* **Your task**
The answer must be an exact restatement of all the data.

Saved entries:
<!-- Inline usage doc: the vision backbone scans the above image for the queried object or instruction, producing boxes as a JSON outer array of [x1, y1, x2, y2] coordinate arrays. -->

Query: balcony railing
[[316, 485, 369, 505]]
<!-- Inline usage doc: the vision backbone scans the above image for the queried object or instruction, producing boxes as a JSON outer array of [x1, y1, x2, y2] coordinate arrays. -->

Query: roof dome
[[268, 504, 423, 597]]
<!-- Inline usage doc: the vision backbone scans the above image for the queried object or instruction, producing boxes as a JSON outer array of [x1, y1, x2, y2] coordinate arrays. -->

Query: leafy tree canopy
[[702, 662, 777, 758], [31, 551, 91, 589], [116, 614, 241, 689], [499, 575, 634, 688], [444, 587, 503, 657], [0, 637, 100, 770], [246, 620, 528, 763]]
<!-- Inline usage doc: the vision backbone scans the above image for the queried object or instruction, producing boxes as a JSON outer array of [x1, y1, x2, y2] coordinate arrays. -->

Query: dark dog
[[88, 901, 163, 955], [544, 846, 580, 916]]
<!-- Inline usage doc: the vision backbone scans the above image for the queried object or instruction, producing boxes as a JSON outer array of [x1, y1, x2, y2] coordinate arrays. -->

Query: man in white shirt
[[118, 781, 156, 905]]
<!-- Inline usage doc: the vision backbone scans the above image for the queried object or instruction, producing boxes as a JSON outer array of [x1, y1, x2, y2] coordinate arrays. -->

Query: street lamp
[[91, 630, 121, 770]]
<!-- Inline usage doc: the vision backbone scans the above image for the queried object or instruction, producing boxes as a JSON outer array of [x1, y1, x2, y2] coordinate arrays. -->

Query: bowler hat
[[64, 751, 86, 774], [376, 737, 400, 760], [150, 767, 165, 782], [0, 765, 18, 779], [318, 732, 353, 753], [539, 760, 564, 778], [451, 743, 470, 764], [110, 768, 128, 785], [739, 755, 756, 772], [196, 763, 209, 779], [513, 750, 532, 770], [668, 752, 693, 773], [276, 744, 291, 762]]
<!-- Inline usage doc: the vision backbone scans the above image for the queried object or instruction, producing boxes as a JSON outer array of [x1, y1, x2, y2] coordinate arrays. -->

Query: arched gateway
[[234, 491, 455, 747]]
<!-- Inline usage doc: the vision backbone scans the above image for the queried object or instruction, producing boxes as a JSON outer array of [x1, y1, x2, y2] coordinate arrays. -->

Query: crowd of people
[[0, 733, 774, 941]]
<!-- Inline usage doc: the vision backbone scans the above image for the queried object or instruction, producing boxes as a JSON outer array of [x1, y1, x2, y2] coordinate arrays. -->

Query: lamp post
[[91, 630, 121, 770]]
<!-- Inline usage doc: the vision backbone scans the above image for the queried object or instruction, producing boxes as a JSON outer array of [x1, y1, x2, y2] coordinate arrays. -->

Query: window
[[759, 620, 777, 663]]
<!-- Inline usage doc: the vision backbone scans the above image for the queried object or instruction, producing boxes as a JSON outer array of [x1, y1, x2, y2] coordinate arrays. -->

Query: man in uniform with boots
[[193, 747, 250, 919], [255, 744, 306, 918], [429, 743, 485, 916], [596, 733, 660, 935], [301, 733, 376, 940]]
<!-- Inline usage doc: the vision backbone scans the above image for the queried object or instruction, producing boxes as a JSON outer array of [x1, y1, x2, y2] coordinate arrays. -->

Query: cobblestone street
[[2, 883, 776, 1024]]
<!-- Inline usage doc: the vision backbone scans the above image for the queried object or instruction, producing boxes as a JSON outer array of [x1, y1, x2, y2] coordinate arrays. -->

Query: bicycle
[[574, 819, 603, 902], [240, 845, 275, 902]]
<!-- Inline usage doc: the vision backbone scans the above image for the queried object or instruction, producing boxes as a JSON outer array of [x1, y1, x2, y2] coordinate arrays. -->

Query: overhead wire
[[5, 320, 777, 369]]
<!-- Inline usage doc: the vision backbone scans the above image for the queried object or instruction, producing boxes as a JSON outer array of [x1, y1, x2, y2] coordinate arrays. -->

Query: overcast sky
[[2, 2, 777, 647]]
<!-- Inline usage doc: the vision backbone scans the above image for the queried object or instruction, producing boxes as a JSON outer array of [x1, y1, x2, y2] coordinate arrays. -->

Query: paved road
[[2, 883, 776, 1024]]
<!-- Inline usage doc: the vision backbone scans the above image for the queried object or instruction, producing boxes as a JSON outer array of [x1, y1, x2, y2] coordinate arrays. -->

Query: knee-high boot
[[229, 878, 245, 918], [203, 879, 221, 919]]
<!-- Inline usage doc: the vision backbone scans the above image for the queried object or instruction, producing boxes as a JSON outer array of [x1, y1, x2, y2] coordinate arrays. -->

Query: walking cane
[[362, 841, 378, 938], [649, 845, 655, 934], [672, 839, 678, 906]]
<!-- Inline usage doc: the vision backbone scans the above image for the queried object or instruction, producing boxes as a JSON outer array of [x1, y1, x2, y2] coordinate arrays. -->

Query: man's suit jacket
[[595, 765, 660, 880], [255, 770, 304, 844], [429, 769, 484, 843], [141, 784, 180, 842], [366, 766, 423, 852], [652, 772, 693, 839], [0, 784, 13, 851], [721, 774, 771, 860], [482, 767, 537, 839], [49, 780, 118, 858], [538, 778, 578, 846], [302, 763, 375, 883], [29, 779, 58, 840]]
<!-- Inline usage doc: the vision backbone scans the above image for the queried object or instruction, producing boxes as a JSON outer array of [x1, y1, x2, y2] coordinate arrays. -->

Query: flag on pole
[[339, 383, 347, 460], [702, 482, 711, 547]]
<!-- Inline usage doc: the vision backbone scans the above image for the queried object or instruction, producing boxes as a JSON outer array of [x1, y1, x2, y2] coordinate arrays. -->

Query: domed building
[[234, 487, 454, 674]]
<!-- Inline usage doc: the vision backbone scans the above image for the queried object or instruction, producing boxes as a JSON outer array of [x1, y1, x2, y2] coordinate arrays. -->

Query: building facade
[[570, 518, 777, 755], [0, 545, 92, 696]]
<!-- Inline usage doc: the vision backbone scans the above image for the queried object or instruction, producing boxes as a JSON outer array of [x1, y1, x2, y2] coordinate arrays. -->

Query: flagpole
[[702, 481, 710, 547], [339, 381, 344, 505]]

* **Exercise result**
<!-- Inline usage doc: the vision backbone scans the above image for the queried object or instruction, producing boxes as a JSON outer array of [x1, y1, x2, y2] coordinate arrays. -->

Query: balcony railing
[[316, 485, 369, 505]]
<!-- Inline usage doc: the vision backbone scans the above image for the queried object or instruction, producing boxes as a JSON outer array of [x1, y1, x2, y2] coordinate arrays. -->

Query: roof dome
[[268, 504, 423, 597]]
<!-- Inline usage doc: the vision backbone scans the above image for the queried object or instruction, producing boxes as a JSON outer array of [x1, y1, x2, y2] coordinate arrays. -->

Query: leafy tree canopy
[[702, 662, 777, 758], [31, 551, 91, 589], [116, 614, 241, 689], [499, 575, 634, 688], [444, 587, 503, 657], [0, 637, 100, 770], [246, 620, 528, 763]]
<!-- Inline usage doc: the vision backbone scans the above image for the queried object or instruction, producing boxes as a JSON outer array of [x1, y1, x2, y2] coordinate arrays. -->

Query: dark dog
[[88, 901, 163, 955], [544, 846, 580, 916]]
<!-- Inline usage doc: the vision backbone scans the above image for the queried object or instruction, producing boxes as a JSON outer array of [x1, y1, x2, y2] coordinate arrays. -->

Query: man in white shirt
[[118, 781, 156, 905]]
<!-- Inline usage doc: the vision backbone scans the above image for the queried object or instruction, producing boxes as a JSON outer array of [x1, y1, x2, y2] coordinate arrays. -->

Query: street lamp
[[91, 630, 121, 770]]
<!-- Inline usage doc: the vision backbone scans the above image for the queried object or instruction, producing boxes as a JSON outer array of [x1, y1, x2, y2] coordinate arrays. -->

Query: bowler hat
[[64, 751, 86, 774], [376, 737, 400, 760], [150, 767, 165, 782], [0, 765, 18, 779], [318, 732, 353, 753], [539, 760, 564, 778], [451, 743, 470, 764], [110, 768, 128, 785], [739, 755, 756, 772], [196, 763, 209, 779], [513, 750, 532, 770], [668, 752, 693, 773], [276, 744, 291, 762]]
<!-- Inline usage doc: the vision backbone scans the above image for the queried object or instruction, producing boxes as a JSON outer array of [x1, y1, x2, y2] coordinate arrays. -->

Query: arched gateway
[[234, 491, 455, 747]]
<!-- Inline usage doc: the vision backbone scans the above image for the queried object or instruction, producing boxes as a JSON outer array of [x1, y1, x2, y2] coordinate arrays. -->

Query: crowd of people
[[0, 733, 774, 941]]
<!-- Inline usage doc: the vision backbone scans the above image for the queried object or instruction, producing boxes as a JSON outer array of [x1, y1, x2, y2] coordinate arrays. -->

Query: lamp post
[[91, 630, 121, 770]]
<!-- Inline usage doc: the vision backbone scans the above image for the queried object or instruction, producing boxes as a JSON outer array of [x1, y1, x2, y2] coordinate arrays. -->

Query: window
[[759, 620, 777, 663]]
<!-- Inline usage doc: the vision backbone scans the above image for the queried object or instruction, producing boxes as a JSON outer array of [x1, y1, x2, y2] coordinate arrays. -->

Query: man in uniform with boots
[[193, 747, 250, 919], [255, 744, 306, 918], [429, 743, 485, 916], [596, 733, 660, 935], [301, 733, 376, 940]]
<!-- Inline usage doc: the vision backbone scans the above image for the queried object or instruction, producing boxes as a JSON outer array of [x1, y1, x2, y2] coordinate arrays. -->

Query: cobblestone street
[[2, 883, 776, 1024]]
<!-- Inline usage doc: the vision backbone scans the above image for the queried object or instruction, producing boxes as a JSON outer array of [x1, y1, x2, y2] coordinate arrays. -->

Query: bicycle
[[574, 819, 603, 902], [240, 845, 275, 902]]
<!-- Inline usage doc: the vision backbone scans the above image for the queried object or instruction, producing boxes as a JSON outer array of [x1, y1, x2, y2] coordinate arrays. -->

Query: overhead wire
[[5, 320, 777, 369]]
<!-- Inline usage doc: the vision backbone scans the above image for the queried object or instruction, producing boxes as a JSON outer array of [x1, y1, x2, y2] coordinate arrays. -->

Query: overcast sky
[[2, 2, 777, 647]]
<!-- Inline usage doc: the vision backbone scans the above image for the queried object or instruction, producing boxes as a JSON outer array of [x1, y1, x2, y2] coordinate arrays. -->

Query: paved road
[[2, 883, 776, 1024]]
<!-- Inline usage doc: the vision backbone scans the above image for the queried object or instruction, producing boxes as a JSON outer array of [x1, y1, x2, y2] coordinate arrays. -->

Query: knee-high boot
[[229, 878, 245, 918], [203, 879, 221, 919]]
<!-- Inline usage doc: the vision backbone scans the above image for the queried object or instruction, producing boxes as a JSON outer array of [x1, y1, x2, y2] coordinate arrays. -->

Query: walking cane
[[362, 841, 378, 938], [649, 845, 655, 934], [672, 839, 678, 906]]
<!-- Inline usage doc: the vision backbone scans the above image for the queried object or instruction, producing boxes as a JSON outer array of [x1, y1, x2, y2] coordinate arrays. -->

Query: man's suit jacket
[[595, 765, 660, 880], [255, 770, 304, 844], [429, 769, 484, 843], [141, 784, 180, 842], [366, 766, 423, 852], [652, 772, 693, 839], [0, 784, 13, 851], [721, 774, 771, 860], [482, 767, 537, 839], [49, 780, 118, 858], [538, 778, 578, 846], [302, 763, 375, 883], [29, 779, 58, 840]]
<!-- Inline usage doc: the vision backbone scans the above image for the queried object or instruction, producing boxes as a JSON outer array of [x1, y1, x2, y2] coordinate arrays. -->

Query: flag on pole
[[339, 383, 347, 460], [702, 482, 711, 547]]
<!-- Inline usage doc: the vision backbone scans the above image for the queried object or instruction, producing boxes as a JSON outer array of [x1, y1, x2, y2] coordinate arrays. -->

Query: domed building
[[234, 487, 454, 674]]
<!-- Inline usage doc: the vision backbone scans the above image for the queried object or instruction, producing boxes as a JSON outer array of [x1, y1, x2, y2] coordinate arrays. -->

Query: building facade
[[570, 518, 777, 755], [0, 545, 92, 696]]
<!-- Inline usage doc: the vision backbone scans the above image for the queried object or instruction, producing boxes as a JSON outer array of [x1, y1, x2, y2] coordinate arrays. -->

Query: flagpole
[[702, 481, 710, 547], [339, 381, 344, 505]]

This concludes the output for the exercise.